(Input data Opens)

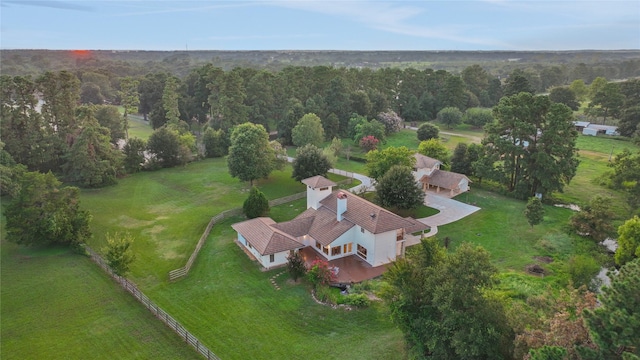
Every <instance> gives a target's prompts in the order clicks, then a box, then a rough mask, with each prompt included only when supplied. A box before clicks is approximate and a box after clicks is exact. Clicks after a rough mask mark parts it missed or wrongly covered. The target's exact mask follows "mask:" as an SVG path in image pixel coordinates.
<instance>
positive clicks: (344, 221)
mask: <svg viewBox="0 0 640 360" xmlns="http://www.w3.org/2000/svg"><path fill="white" fill-rule="evenodd" d="M300 217H304V218H311V219H313V223H312V225H311V228H310V229H309V236H311V237H312V238H314V239H315V240H316V241H317V242H319V243H320V244H322V245H323V246H326V245H329V244H331V243H332V242H333V241H334V240H336V239H337V238H339V237H340V235H342V234H344V233H345V232H347V231H348V230H349V229H351V228H352V227H354V226H355V225H354V224H353V223H352V222H351V221H349V220H346V219H342V221H340V222H338V219H337V218H336V213H335V212H331V211H330V210H329V209H327V208H326V207H321V208H320V209H318V210H315V209H312V208H309V209H307V211H305V212H303V213H302V214H300V215H299V216H298V218H300Z"/></svg>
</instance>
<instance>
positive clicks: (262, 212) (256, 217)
mask: <svg viewBox="0 0 640 360" xmlns="http://www.w3.org/2000/svg"><path fill="white" fill-rule="evenodd" d="M242 212H243V213H244V215H245V216H246V217H247V218H249V219H253V218H257V217H260V216H267V215H268V214H269V200H267V197H266V196H265V195H264V193H263V192H262V191H260V190H259V189H258V188H257V187H255V186H252V187H251V191H249V197H248V198H247V199H246V200H245V201H244V203H243V204H242Z"/></svg>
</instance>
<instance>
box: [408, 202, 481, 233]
mask: <svg viewBox="0 0 640 360" xmlns="http://www.w3.org/2000/svg"><path fill="white" fill-rule="evenodd" d="M424 204H425V205H427V206H429V207H432V208H434V209H437V210H440V212H439V213H437V214H435V215H432V216H429V217H426V218H422V219H417V220H418V221H420V222H423V223H425V224H427V225H429V226H431V231H430V232H429V233H428V234H426V236H433V235H435V234H437V233H438V226H440V225H445V224H449V223H452V222H455V221H458V220H460V219H462V218H464V217H467V216H469V215H471V214H473V213H474V212H476V211H478V210H480V208H479V207H477V206H473V205H469V204H465V203H463V202H460V201H457V200H453V199H449V198H446V197H443V196H440V195H435V194H433V193H431V192H429V193H427V195H425V197H424Z"/></svg>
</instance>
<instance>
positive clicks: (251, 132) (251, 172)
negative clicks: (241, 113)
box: [227, 123, 275, 185]
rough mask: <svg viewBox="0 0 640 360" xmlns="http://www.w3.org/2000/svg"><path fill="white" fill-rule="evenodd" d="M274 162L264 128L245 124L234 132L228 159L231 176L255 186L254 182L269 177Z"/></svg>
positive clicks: (272, 154)
mask: <svg viewBox="0 0 640 360" xmlns="http://www.w3.org/2000/svg"><path fill="white" fill-rule="evenodd" d="M274 162H275V155H274V150H273V148H272V147H271V146H270V145H269V134H267V131H266V130H265V129H264V126H262V125H255V124H252V123H244V124H240V125H238V126H236V127H235V128H234V129H233V130H232V132H231V146H230V147H229V156H228V157H227V166H228V167H229V173H230V174H231V176H233V177H235V178H238V179H239V180H241V181H249V184H250V185H253V180H256V179H261V178H267V177H268V176H269V174H270V173H271V171H272V170H273V166H274Z"/></svg>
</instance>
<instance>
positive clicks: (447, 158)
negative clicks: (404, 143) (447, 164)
mask: <svg viewBox="0 0 640 360" xmlns="http://www.w3.org/2000/svg"><path fill="white" fill-rule="evenodd" d="M418 152H419V153H420V154H422V155H424V156H428V157H431V158H434V159H437V160H440V161H441V162H442V163H443V164H449V150H448V149H447V147H446V146H444V144H443V143H442V142H441V141H440V140H439V139H429V140H425V141H423V142H421V143H420V145H418Z"/></svg>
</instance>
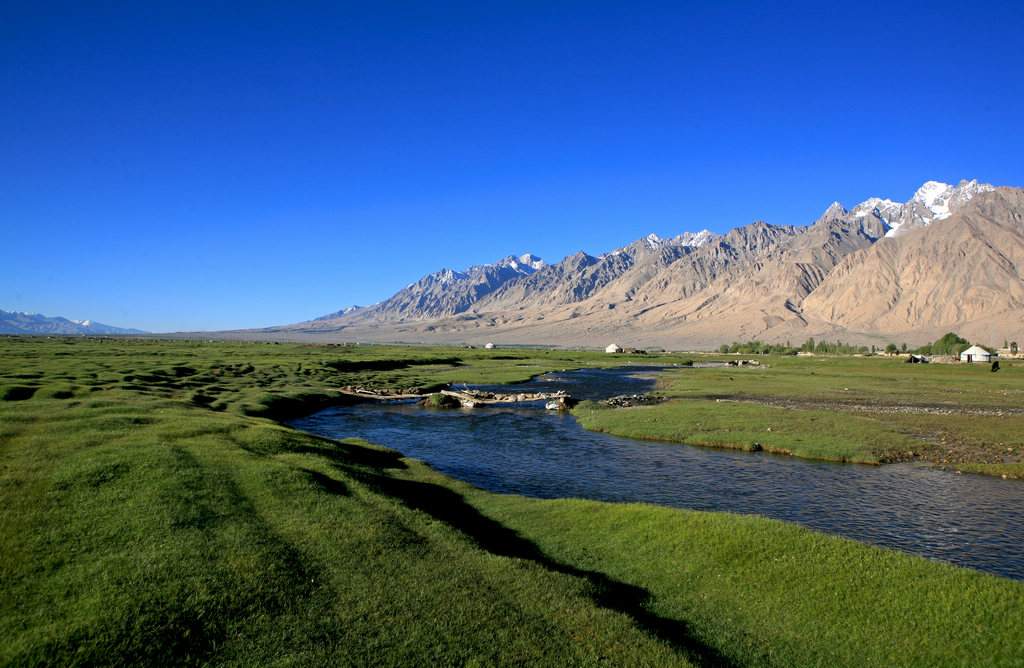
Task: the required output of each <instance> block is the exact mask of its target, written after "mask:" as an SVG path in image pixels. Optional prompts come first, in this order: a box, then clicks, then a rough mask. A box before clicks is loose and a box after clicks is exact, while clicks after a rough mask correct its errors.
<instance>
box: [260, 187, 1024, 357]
mask: <svg viewBox="0 0 1024 668" xmlns="http://www.w3.org/2000/svg"><path fill="white" fill-rule="evenodd" d="M1022 215H1024V191H1021V190H1020V189H1011V187H999V189H995V190H994V191H993V190H992V187H991V186H989V185H985V184H979V183H978V182H977V181H970V182H969V181H962V182H961V183H959V185H957V186H955V187H954V186H950V185H945V184H942V183H936V182H934V181H929V182H928V183H926V184H925V185H924V186H923V187H922V189H921V190H919V191H918V193H916V194H915V195H914V198H913V199H911V200H910V201H909V202H907V203H906V204H897V203H893V202H891V201H889V200H879V199H872V200H868V201H866V202H864V203H862V204H860V205H858V206H857V207H854V208H853V209H852V210H850V211H846V210H845V209H844V208H843V207H842V206H840V205H839V204H834V205H833V206H830V207H829V208H828V209H827V210H826V211H825V213H824V214H823V215H822V216H821V218H820V219H818V220H817V221H816V222H814V223H812V224H810V225H806V226H790V225H772V224H768V223H765V222H755V223H752V224H750V225H745V226H743V227H737V228H735V229H733V231H732V232H730V233H729V234H727V235H724V236H721V237H719V236H716V235H712V234H711V233H707V232H705V233H701V234H700V235H684V236H681V237H677V238H676V239H672V240H660V239H657V238H656V237H654V236H651V237H648V238H645V239H641V240H638V241H637V242H634V243H633V244H630V245H629V246H626V247H623V248H621V249H618V250H616V251H613V252H610V253H607V254H605V255H602V256H599V257H594V256H591V255H587V254H585V253H582V252H581V253H577V254H574V255H570V256H568V257H566V258H565V259H564V260H562V261H561V262H558V263H556V264H552V265H546V264H544V263H543V262H539V261H538V258H532V257H531V256H523V258H520V259H524V258H527V257H529V258H530V263H523V262H521V261H520V262H517V261H516V258H512V257H510V258H506V260H503V261H502V262H500V263H498V264H496V265H488V266H484V267H473V269H471V270H469V272H468V273H465V274H460V273H453V272H449V270H444V272H439V273H438V274H435V275H431V277H425V278H424V279H422V280H420V281H419V282H417V283H414V284H412V285H411V286H409V287H408V288H406V289H404V290H402V291H401V292H399V293H398V294H396V295H395V296H394V297H392V298H391V299H388V300H385V301H383V302H381V303H380V304H376V305H374V306H370V307H364V308H356V309H352V310H350V311H339V312H338V314H332V315H331V316H328V317H324V318H321V319H317V320H315V321H310V322H307V323H301V324H298V325H292V326H289V327H285V328H274V329H272V330H264V332H265V333H268V334H274V335H279V336H282V335H283V336H294V337H308V336H318V337H325V338H329V339H332V340H367V341H404V342H449V343H455V342H462V343H477V344H482V343H484V342H495V343H499V344H551V345H563V346H572V345H580V346H589V347H598V346H600V347H603V346H604V345H605V344H607V343H608V342H610V341H612V340H613V341H616V342H618V343H622V344H624V345H630V346H637V347H651V346H658V347H666V348H672V349H678V348H709V347H717V346H718V345H719V344H721V343H724V342H729V341H733V340H749V339H754V338H759V339H761V340H764V341H786V340H790V341H792V342H795V343H800V342H802V341H804V340H805V339H806V338H808V337H814V338H816V339H821V338H826V339H829V340H836V339H841V340H843V341H845V342H849V343H859V344H871V343H880V344H885V343H886V342H889V341H894V342H908V343H910V344H916V343H919V342H922V343H923V342H925V341H928V340H932V339H933V338H936V337H937V336H940V335H941V334H943V333H945V332H947V331H956V332H959V333H961V334H962V335H964V336H967V337H969V338H973V339H974V340H977V341H979V342H985V343H988V342H989V338H990V337H991V336H993V335H995V336H997V338H999V340H1000V341H1001V340H1002V338H1013V339H1022V338H1024V282H1022V279H1021V275H1020V269H1019V267H1020V266H1021V263H1022V261H1024V227H1022ZM510 263H511V264H510ZM512 265H514V268H510V267H511V266H512Z"/></svg>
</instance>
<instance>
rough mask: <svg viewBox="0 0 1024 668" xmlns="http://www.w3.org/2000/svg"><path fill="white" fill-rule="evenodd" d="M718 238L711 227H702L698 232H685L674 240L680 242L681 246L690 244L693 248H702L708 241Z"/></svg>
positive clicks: (689, 245) (675, 242)
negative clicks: (702, 228)
mask: <svg viewBox="0 0 1024 668" xmlns="http://www.w3.org/2000/svg"><path fill="white" fill-rule="evenodd" d="M716 239H718V235H716V234H715V233H713V232H712V231H711V229H701V231H700V232H698V233H697V234H693V233H691V232H684V233H683V234H681V235H679V236H677V237H676V238H674V239H673V240H672V241H674V242H675V243H677V244H679V245H680V246H690V247H692V248H700V247H701V246H703V245H705V244H707V243H708V242H711V241H714V240H716Z"/></svg>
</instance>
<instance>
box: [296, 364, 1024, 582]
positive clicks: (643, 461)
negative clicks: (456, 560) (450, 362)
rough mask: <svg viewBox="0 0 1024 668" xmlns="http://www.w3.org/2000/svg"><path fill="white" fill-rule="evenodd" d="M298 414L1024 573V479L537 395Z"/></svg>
mask: <svg viewBox="0 0 1024 668" xmlns="http://www.w3.org/2000/svg"><path fill="white" fill-rule="evenodd" d="M654 371H655V370H653V369H650V368H625V369H618V370H613V371H595V370H581V371H570V372H562V373H557V374H547V375H545V376H542V377H540V378H538V379H537V380H535V381H531V382H529V383H524V384H521V385H517V386H515V387H516V389H510V387H509V386H505V387H502V388H501V389H502V391H518V390H519V388H521V391H551V390H554V389H565V390H566V391H568V392H569V393H570V394H572V395H573V396H577V398H580V399H587V398H591V399H594V398H603V396H611V395H614V394H624V393H634V392H642V391H647V390H648V389H650V388H652V387H653V383H654V379H653V376H652V372H654ZM695 372H696V371H695ZM291 424H292V426H294V427H296V428H298V429H302V430H305V431H309V432H312V433H316V434H319V435H324V436H329V437H332V439H345V437H350V436H358V437H361V439H366V440H367V441H370V442H372V443H377V444H381V445H384V446H390V447H394V448H396V449H398V450H400V451H401V453H402V454H403V455H406V456H409V457H415V458H417V459H421V460H423V461H425V462H427V463H428V464H429V465H430V466H431V467H433V468H434V469H436V470H438V471H441V472H443V473H446V474H449V475H452V476H454V477H458V478H460V479H463V481H466V482H469V483H472V484H473V485H475V486H477V487H479V488H482V489H484V490H487V491H490V492H497V493H502V494H522V495H526V496H532V497H540V498H549V499H550V498H563V497H578V498H587V499H596V500H601V501H617V502H623V501H640V502H645V503H653V504H659V505H666V506H673V507H679V508H691V509H697V510H719V511H729V512H740V513H756V514H760V515H765V516H768V517H774V518H776V519H782V520H785V521H792V523H797V524H800V525H803V526H805V527H810V528H812V529H816V530H819V531H822V532H825V533H829V534H837V535H841V536H846V537H848V538H853V539H856V540H860V541H864V542H867V543H872V544H874V545H879V546H882V547H887V548H891V549H898V550H903V551H905V552H910V553H913V554H920V555H923V556H926V557H930V558H934V559H940V560H943V561H948V562H951V563H956V565H959V566H965V567H969V568H973V569H977V570H980V571H986V572H989V573H994V574H997V575H1000V576H1005V577H1009V578H1015V579H1018V580H1024V481H1004V479H1001V478H994V477H987V476H980V475H957V474H955V473H949V472H944V471H936V470H930V469H927V468H923V467H920V466H915V465H911V464H892V465H888V466H881V467H879V466H862V465H856V464H834V463H825V462H812V461H805V460H800V459H795V458H790V457H779V456H774V455H769V454H767V453H744V452H734V451H728V450H708V449H701V448H692V447H688V446H680V445H669V444H660V443H650V442H643V441H634V440H630V439H623V437H618V436H612V435H607V434H602V433H595V432H591V431H586V430H585V429H583V428H581V427H580V425H579V424H578V423H577V422H575V420H574V419H573V418H572V417H571V416H569V415H565V414H561V413H558V412H555V411H545V410H544V409H543V407H539V406H537V405H532V406H527V405H514V406H506V407H501V408H497V407H496V408H483V409H471V410H447V411H437V410H428V409H422V408H420V407H418V406H415V405H409V404H404V405H386V406H385V405H371V404H364V405H357V406H342V407H334V408H330V409H328V410H326V411H323V412H321V413H317V414H315V415H311V416H309V417H306V418H302V419H299V420H294V421H292V422H291Z"/></svg>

(Input data Closes)

**Activity:** Copy out the lines from the start of the lines above through the line containing "positive clicks: (344, 221)", including both ends. Leave the pictures out.

**Expected answer:**
Every <instance> gives a target's prompts in the order clicks, then a box, then a rough mask, with each prompt included only when supplied. A box before clicks is approximate and a box after clicks is exact. Clicks after a rough mask mark parts it missed or wrongly covered. The target's exact mask follows "mask:" as an SVG path in image pixel coordinates.
<instance>
positive clicks: (344, 221)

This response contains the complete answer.